» What you need to do:
Return, word for word, the stretch of rows from the line containing "Would you be willing to mark the wooden chair" through the line containing "column 217, row 405", both included, and nothing else.

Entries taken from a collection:
★ ★ ★ ★ ★
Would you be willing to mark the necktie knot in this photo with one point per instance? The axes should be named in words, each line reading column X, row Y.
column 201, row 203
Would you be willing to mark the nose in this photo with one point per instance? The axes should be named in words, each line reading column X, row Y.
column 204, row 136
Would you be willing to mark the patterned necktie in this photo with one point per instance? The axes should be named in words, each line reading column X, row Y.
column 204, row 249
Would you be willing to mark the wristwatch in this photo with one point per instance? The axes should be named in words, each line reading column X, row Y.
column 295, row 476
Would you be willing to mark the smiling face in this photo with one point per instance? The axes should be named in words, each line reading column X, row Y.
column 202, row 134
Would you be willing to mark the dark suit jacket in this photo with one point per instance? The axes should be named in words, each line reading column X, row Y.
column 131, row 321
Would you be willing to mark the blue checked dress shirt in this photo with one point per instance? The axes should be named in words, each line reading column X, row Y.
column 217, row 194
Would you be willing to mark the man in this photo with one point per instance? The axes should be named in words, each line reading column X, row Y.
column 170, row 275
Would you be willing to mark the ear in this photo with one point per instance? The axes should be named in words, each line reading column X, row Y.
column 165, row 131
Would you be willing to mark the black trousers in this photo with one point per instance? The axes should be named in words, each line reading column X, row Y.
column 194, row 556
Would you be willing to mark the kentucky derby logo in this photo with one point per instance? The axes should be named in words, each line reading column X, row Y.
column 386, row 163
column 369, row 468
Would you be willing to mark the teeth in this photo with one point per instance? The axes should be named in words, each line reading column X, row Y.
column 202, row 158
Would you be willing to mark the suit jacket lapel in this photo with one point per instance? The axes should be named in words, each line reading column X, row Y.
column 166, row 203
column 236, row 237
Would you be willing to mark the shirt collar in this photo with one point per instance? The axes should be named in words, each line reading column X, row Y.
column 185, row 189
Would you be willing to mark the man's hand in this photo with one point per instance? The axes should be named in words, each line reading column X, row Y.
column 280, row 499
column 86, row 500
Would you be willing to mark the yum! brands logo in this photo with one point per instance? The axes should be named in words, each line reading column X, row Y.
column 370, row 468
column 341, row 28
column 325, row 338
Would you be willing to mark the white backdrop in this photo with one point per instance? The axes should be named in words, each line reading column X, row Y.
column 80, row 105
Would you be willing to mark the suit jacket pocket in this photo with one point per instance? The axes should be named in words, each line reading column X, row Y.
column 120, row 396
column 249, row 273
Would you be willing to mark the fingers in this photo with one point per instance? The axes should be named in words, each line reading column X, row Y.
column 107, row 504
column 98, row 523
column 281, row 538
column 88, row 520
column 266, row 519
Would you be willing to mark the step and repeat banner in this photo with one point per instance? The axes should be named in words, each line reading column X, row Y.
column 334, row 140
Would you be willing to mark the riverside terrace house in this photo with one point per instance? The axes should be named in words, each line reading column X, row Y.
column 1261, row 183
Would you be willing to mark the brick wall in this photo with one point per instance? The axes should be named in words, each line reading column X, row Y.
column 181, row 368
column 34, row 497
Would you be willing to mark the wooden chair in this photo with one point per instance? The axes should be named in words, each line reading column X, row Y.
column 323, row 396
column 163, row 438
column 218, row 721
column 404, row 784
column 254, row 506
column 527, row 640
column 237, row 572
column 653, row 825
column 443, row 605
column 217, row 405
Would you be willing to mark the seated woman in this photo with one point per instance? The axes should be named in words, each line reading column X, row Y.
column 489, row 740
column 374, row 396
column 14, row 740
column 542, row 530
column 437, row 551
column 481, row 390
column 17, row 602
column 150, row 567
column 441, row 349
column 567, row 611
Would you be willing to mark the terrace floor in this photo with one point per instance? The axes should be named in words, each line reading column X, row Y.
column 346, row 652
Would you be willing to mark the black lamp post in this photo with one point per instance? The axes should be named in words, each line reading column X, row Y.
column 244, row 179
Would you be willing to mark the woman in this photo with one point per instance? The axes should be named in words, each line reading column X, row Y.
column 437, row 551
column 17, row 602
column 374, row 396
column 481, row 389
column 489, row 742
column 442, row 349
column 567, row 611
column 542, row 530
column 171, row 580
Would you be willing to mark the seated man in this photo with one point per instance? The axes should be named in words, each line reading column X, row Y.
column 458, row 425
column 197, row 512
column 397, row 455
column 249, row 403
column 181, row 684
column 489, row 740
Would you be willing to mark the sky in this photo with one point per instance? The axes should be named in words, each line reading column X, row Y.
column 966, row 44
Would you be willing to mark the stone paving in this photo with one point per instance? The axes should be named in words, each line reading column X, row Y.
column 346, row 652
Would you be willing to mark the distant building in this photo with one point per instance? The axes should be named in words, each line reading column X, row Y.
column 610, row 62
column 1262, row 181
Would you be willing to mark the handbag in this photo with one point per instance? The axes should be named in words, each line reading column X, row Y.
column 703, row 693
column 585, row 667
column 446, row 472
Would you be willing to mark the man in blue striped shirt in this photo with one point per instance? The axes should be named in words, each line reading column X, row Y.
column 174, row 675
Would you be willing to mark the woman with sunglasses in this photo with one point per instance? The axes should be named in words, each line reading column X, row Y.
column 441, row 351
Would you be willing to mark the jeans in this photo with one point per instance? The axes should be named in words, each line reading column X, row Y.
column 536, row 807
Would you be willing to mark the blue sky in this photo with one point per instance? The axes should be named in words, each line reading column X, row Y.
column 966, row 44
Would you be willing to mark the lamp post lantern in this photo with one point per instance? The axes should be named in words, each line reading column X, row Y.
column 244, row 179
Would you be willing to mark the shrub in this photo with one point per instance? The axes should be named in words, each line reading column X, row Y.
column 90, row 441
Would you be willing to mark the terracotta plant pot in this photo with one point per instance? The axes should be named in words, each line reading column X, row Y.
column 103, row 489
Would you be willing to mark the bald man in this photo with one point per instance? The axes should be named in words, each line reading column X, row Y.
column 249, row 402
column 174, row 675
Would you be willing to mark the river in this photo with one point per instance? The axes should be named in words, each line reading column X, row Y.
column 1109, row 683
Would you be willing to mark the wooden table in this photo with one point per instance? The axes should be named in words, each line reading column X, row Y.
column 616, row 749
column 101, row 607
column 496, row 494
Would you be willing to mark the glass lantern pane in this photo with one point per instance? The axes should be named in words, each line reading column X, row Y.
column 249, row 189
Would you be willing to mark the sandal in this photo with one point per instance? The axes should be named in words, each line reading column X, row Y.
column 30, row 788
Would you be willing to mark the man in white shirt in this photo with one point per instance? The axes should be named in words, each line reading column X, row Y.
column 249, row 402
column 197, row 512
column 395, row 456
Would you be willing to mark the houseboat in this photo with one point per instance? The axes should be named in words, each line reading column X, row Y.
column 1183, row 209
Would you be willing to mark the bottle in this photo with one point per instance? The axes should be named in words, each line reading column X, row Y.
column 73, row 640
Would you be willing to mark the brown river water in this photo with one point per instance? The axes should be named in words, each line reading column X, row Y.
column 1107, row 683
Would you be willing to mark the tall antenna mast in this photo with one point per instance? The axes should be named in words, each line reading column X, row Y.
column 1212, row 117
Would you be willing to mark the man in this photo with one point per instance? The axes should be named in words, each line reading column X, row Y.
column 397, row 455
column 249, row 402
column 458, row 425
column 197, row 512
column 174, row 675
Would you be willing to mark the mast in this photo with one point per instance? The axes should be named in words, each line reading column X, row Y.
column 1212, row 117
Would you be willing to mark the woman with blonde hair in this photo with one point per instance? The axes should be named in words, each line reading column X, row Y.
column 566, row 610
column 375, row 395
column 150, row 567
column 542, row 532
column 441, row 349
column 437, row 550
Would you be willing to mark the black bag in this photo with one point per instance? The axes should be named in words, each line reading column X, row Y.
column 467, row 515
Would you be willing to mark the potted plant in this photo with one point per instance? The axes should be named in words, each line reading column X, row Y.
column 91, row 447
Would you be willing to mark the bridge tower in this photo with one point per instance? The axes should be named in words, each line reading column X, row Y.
★ ★ ★ ★ ★
» The completed task:
Would you be willing to mark the wooden chair in this photo with one point per instance? The axes should be named in words, each line reading column X, row Y.
column 323, row 396
column 163, row 438
column 218, row 721
column 404, row 784
column 254, row 506
column 527, row 640
column 237, row 572
column 653, row 825
column 443, row 605
column 217, row 405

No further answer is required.